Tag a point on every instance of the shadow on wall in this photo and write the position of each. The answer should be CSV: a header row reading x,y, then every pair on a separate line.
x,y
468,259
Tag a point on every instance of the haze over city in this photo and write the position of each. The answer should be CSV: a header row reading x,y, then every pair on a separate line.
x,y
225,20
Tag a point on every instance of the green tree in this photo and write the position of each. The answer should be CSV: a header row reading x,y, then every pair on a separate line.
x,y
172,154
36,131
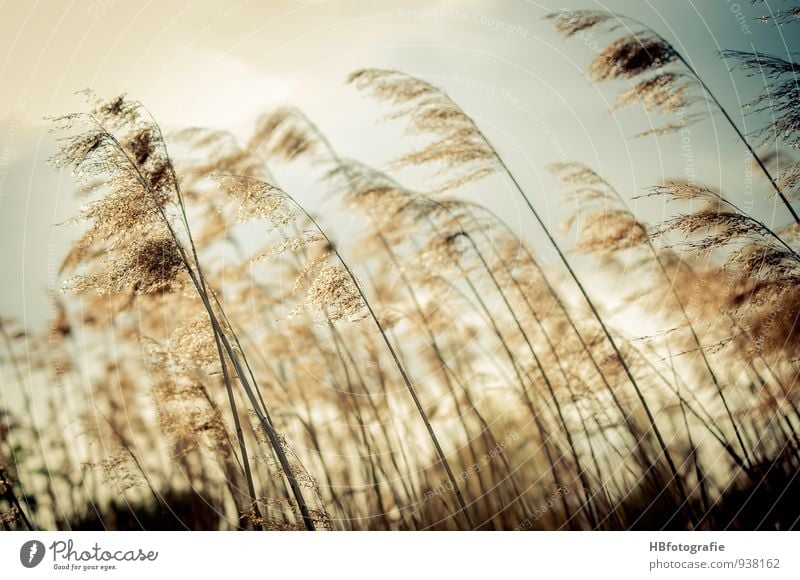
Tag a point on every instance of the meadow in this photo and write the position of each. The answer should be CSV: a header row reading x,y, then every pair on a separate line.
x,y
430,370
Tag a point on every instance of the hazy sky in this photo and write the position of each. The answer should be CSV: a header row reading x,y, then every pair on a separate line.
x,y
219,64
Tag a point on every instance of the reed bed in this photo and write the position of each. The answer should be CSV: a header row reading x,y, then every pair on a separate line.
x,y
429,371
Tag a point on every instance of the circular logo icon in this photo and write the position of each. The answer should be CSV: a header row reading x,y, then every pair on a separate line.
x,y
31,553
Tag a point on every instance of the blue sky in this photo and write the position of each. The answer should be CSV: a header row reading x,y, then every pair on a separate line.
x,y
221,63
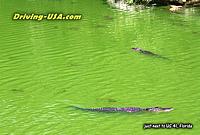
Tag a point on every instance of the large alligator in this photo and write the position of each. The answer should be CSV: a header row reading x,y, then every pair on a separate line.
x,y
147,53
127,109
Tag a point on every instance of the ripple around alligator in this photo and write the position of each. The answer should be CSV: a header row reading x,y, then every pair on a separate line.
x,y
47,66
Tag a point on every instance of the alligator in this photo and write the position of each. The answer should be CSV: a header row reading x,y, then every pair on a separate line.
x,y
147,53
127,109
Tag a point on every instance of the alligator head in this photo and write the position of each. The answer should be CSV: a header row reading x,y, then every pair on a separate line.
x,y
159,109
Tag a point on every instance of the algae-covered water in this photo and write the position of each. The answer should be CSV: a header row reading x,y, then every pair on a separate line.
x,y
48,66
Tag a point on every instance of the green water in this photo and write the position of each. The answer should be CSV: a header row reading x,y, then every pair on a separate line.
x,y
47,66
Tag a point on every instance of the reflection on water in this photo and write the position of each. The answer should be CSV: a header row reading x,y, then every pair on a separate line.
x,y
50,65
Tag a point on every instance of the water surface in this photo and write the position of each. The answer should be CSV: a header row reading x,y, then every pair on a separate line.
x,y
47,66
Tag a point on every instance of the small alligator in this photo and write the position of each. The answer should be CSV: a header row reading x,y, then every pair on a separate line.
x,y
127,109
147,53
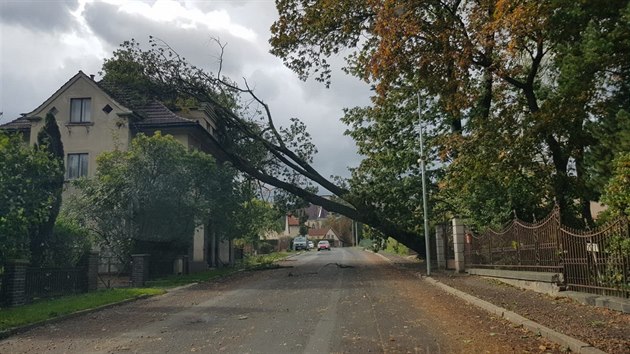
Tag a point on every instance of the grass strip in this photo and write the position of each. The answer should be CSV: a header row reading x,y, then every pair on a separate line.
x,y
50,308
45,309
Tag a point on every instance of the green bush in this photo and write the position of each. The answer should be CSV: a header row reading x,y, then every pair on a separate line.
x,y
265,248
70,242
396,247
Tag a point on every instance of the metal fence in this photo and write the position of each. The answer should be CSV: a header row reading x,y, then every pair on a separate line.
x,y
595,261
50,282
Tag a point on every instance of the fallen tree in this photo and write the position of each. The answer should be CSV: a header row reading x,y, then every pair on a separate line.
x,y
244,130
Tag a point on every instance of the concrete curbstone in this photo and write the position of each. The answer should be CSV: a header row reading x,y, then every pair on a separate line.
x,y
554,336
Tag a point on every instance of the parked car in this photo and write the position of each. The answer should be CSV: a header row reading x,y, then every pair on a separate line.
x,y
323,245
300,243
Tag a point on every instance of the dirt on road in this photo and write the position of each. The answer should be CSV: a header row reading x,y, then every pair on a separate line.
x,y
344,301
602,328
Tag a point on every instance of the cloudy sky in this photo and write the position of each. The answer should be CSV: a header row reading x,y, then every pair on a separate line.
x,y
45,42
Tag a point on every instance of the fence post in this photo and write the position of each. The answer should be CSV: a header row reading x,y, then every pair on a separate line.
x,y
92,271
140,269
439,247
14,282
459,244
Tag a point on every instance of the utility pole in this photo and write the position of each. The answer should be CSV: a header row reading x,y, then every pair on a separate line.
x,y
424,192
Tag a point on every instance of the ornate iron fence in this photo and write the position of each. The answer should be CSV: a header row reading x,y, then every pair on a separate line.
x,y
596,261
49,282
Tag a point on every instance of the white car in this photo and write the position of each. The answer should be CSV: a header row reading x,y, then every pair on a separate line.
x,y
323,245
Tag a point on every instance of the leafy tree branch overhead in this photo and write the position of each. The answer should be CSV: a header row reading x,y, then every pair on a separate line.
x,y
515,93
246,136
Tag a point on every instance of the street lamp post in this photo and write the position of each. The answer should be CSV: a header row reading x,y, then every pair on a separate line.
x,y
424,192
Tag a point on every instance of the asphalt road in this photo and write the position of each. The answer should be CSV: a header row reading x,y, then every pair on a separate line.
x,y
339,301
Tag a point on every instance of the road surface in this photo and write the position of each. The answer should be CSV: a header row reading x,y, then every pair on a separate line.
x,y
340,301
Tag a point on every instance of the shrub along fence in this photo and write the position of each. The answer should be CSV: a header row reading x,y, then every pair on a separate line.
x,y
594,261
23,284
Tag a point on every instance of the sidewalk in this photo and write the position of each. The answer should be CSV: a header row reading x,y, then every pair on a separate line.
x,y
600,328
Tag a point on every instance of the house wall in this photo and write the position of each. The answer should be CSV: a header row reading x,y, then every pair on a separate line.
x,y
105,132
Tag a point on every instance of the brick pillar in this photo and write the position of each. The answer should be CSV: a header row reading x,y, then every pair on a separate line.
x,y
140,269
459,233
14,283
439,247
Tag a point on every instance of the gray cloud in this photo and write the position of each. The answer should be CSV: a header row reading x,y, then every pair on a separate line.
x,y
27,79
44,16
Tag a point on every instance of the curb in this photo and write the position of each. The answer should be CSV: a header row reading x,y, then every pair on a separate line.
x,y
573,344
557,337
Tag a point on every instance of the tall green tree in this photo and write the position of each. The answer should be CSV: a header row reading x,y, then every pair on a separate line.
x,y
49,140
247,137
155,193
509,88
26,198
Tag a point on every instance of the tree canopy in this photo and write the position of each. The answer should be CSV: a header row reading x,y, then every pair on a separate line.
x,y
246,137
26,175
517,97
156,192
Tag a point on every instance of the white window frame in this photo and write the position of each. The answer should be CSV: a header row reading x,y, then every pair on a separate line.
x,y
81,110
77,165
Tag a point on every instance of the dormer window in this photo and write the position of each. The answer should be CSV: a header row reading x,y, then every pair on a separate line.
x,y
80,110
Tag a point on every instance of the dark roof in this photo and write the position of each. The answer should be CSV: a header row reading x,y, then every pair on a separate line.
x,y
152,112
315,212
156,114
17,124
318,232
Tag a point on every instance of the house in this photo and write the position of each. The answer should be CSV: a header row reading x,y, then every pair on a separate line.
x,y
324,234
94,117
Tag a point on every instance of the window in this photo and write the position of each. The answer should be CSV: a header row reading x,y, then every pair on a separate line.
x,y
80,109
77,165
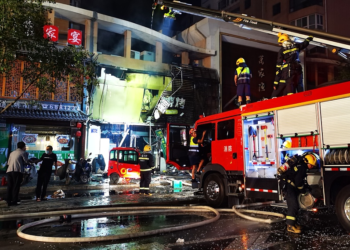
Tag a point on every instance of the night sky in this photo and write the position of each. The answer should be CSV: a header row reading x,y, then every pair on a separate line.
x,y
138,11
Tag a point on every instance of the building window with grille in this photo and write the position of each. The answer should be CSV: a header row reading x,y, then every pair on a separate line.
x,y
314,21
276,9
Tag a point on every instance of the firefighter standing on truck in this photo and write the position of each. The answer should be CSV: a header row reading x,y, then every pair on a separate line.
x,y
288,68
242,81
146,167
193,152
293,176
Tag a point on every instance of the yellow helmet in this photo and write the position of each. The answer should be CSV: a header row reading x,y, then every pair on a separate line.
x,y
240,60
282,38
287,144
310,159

---

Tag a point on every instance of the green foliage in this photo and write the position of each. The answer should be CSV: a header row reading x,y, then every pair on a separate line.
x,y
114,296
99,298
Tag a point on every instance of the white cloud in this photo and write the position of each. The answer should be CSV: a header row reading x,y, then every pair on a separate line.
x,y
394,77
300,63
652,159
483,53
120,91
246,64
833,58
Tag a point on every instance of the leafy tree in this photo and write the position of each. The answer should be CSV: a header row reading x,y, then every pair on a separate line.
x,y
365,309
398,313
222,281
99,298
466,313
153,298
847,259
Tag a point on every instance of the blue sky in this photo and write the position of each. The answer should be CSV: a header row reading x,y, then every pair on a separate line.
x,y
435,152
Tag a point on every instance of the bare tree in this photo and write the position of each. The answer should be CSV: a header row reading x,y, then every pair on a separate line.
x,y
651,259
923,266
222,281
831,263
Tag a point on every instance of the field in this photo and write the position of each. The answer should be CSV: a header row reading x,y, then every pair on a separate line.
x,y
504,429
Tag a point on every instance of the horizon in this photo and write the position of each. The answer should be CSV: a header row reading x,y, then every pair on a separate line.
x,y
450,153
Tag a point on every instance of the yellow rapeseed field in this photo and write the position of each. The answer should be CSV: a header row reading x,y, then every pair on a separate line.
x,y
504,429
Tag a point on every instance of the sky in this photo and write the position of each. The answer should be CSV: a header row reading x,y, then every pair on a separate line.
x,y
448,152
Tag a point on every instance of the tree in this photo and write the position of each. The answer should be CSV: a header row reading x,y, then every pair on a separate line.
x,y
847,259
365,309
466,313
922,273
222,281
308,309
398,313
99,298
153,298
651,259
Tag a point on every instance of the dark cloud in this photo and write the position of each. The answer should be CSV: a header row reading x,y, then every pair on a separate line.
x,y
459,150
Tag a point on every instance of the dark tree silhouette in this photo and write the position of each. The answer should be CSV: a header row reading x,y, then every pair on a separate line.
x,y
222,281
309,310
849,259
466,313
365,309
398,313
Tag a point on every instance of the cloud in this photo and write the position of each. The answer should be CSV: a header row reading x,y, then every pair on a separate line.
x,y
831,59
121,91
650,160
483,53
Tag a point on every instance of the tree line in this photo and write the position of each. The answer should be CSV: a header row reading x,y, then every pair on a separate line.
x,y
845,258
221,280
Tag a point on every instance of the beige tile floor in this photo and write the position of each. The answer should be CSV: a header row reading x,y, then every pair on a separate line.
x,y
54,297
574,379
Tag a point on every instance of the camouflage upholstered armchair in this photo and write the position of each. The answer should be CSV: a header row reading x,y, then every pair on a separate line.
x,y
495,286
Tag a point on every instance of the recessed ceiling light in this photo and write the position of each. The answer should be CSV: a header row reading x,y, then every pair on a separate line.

==

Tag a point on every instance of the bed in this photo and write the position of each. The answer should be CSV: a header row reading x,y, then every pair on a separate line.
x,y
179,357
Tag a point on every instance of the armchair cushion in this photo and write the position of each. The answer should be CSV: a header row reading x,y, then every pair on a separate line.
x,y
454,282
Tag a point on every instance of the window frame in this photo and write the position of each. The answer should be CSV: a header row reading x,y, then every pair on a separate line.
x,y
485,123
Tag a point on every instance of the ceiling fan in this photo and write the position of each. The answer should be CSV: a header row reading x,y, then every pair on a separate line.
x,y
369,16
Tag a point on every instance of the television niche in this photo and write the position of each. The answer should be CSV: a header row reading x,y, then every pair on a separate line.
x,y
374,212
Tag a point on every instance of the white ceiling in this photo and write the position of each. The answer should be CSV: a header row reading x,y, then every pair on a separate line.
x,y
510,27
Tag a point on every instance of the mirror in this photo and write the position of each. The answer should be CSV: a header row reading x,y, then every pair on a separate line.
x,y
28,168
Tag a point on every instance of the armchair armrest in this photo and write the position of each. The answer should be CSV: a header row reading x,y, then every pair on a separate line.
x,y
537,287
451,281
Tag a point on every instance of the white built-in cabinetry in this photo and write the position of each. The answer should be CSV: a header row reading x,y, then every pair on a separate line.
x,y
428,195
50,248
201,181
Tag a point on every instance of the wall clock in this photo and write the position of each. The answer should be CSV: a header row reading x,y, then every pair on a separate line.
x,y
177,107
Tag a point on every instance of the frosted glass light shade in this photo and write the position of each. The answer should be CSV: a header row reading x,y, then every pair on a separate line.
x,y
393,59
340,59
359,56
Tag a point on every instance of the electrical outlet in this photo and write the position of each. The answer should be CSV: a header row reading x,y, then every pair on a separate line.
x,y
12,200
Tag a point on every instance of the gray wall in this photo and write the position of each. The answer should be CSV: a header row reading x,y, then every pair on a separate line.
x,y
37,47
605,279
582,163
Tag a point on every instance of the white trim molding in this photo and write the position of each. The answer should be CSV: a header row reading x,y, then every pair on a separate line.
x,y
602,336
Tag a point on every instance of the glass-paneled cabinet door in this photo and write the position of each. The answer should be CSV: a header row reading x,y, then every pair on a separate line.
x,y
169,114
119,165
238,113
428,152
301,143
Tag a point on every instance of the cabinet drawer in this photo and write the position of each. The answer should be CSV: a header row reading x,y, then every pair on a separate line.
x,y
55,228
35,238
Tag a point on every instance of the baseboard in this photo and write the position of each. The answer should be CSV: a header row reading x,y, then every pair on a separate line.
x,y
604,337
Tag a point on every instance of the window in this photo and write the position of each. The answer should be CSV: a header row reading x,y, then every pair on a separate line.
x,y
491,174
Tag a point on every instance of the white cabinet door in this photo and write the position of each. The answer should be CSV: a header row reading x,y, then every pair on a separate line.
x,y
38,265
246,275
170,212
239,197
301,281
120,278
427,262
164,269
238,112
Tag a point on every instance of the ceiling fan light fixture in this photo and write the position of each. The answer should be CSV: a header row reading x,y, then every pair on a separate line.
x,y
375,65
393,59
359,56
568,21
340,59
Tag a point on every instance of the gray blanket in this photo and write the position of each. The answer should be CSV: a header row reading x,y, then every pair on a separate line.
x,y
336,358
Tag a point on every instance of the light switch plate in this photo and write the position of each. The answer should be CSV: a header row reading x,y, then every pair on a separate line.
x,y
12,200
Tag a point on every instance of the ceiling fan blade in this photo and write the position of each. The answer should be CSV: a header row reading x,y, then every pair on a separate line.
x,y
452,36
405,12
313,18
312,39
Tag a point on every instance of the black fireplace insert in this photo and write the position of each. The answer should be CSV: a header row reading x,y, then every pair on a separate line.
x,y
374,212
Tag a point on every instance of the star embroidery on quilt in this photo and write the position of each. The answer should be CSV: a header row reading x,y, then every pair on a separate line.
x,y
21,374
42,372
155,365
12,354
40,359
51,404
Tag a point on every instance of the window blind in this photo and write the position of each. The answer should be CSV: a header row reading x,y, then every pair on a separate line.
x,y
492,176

## WORK REQUIRED
Taking the line with "Tag a point on every instance of the sky" as the first and the line with "Tag a point on every instance of the recessed" as the last, retype that stretch of the data above exactly, with no other lines.

## RESPONSE
Tag a point on every instance of the sky in this photo and write the position of each. The answer should be CSV: a header row reading x,y, then every pair on a separate line.
x,y
448,152
Tag a point on every instance of the tree in this photo and write the position of each. The answer should be CSV: a header row reading x,y, then every pair on a separate line.
x,y
847,259
365,309
466,313
922,273
222,281
308,309
398,313
99,298
153,298
651,259
Tag a point on every instance of the dark cloud in this photo and write the position of each. The answer should be CSV: a header row reading x,y, then every pair on a separate line.
x,y
459,150
Tag a point on every instance of the dark tree silhouette in this photo and write the position of each. The answer should be CSV: a header row reading x,y, then every pair on a separate line.
x,y
222,281
309,310
849,259
466,313
365,309
398,313
Tag a point on every instance of the cloud in this photo and write the position of each. The answer should be CSV: a header row reading x,y, then every pair on a separate line.
x,y
831,59
121,91
650,160
483,53
Tag a point on every instance of the tree line in this photo and write the position of each. The answer should be CSV: a header row reading x,y, then every pair on a separate line.
x,y
845,258
221,280
Tag a point on every instance of the beige tile floor in this photo and write the position of each. The answer should be CSV: a header row reading x,y, then every pair on a separate line.
x,y
54,297
574,379
Tag a point on every instance of the camouflage upholstered armchair in this photo and write the position of each. The answer should be CSV: a header row reading x,y, then every pair on a separate line.
x,y
495,286
Tag a point on every instance of the recessed ceiling light in this photo and write the position of each. The answer should be CSV: a header row reading x,y, then every pair on a separate line.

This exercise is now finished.